> **What is being asked**
Tally the lines in the entries below that contain the word "hair" with the same capitalization, and reply with only that number.
* START Data listing *
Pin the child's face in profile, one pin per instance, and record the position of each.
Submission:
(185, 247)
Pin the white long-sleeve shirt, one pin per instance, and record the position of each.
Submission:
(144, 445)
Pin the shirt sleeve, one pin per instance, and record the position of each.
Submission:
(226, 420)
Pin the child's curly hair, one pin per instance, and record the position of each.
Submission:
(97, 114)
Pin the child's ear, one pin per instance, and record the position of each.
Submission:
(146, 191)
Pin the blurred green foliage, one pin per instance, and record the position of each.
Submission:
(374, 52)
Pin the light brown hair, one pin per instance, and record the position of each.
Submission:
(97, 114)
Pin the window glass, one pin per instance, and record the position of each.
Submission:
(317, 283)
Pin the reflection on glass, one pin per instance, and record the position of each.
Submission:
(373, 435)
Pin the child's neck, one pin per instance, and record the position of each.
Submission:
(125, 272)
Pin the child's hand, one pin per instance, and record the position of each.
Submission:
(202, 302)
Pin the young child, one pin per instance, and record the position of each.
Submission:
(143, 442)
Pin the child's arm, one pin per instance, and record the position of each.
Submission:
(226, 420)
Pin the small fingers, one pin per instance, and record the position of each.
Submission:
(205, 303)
* END Data listing *
* START Data listing *
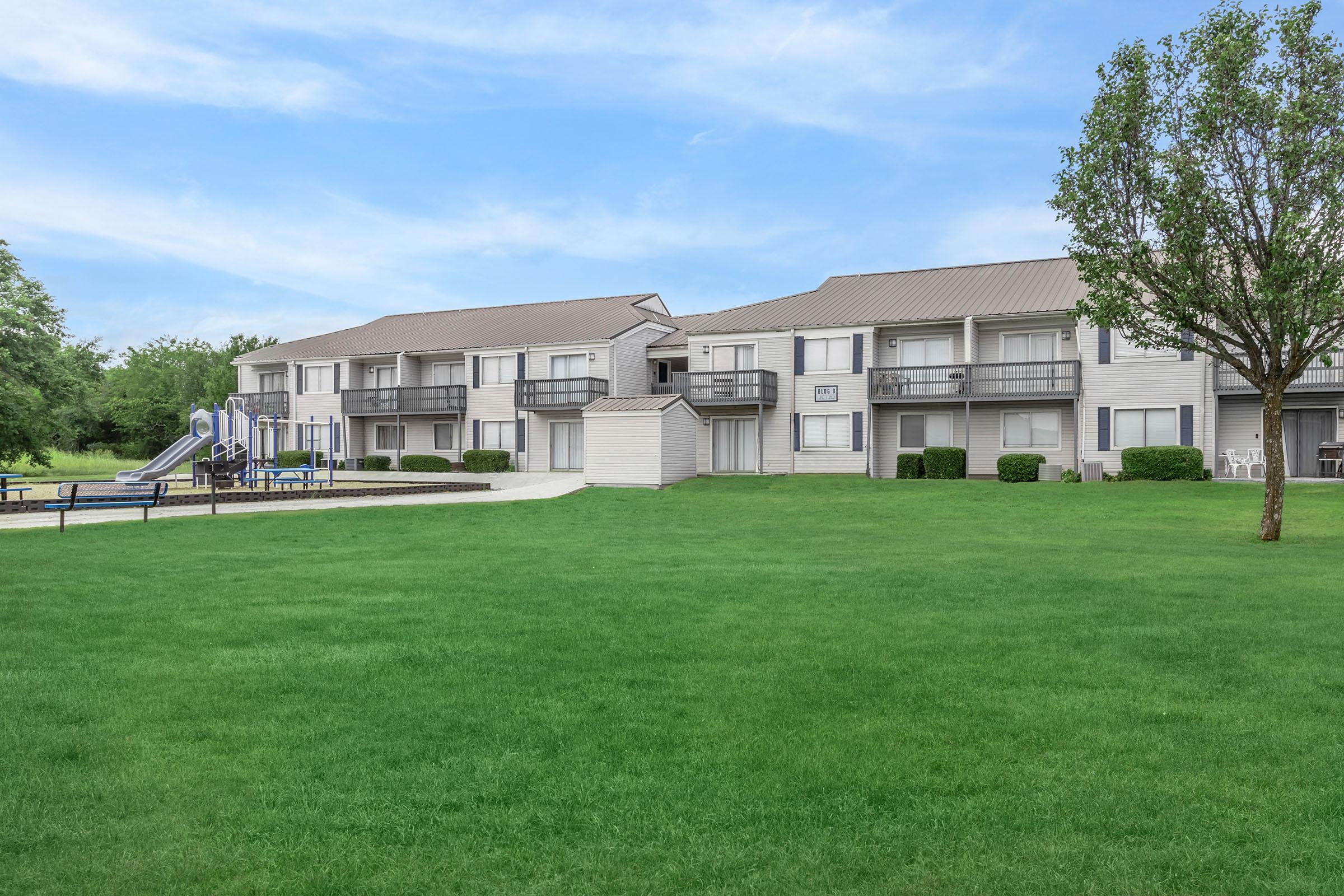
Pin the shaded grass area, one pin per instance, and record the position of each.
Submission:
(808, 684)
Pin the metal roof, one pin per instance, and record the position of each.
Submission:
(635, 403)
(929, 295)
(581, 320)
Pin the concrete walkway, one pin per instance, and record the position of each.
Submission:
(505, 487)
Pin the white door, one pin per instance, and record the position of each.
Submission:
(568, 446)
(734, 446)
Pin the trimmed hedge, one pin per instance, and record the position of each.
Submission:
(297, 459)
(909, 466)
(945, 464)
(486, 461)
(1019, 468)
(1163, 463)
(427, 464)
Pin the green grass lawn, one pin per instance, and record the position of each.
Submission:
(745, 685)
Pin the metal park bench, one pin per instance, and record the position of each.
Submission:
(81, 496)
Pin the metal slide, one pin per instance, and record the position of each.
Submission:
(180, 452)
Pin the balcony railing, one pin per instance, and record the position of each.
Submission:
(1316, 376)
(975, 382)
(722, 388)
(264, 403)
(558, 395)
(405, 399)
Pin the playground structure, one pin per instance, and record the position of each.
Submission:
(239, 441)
* END Data listing *
* START Data listing *
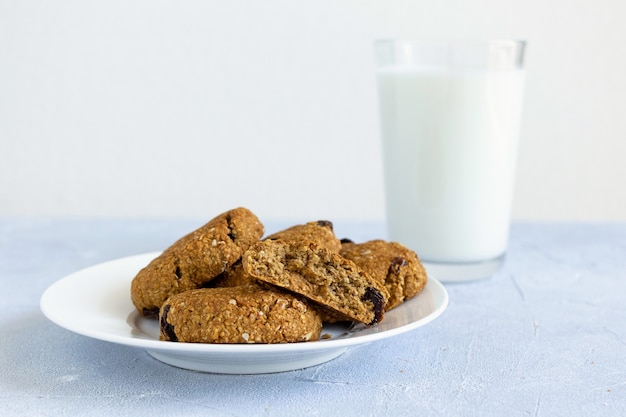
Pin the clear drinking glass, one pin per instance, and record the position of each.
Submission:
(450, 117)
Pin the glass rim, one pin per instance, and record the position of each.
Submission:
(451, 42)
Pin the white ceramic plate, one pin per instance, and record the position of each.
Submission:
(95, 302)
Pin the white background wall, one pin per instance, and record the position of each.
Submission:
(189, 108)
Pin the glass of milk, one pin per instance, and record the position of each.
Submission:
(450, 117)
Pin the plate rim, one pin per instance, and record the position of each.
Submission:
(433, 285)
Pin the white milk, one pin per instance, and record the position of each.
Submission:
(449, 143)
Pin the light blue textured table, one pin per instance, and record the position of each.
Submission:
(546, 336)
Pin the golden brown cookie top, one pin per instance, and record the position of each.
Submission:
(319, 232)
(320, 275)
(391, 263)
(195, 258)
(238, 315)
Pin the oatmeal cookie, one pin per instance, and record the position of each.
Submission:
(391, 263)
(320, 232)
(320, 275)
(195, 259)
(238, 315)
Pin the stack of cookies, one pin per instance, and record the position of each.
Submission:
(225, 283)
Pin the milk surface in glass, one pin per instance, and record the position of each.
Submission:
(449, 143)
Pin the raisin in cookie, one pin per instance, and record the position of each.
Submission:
* END Data listing *
> **Correct output**
2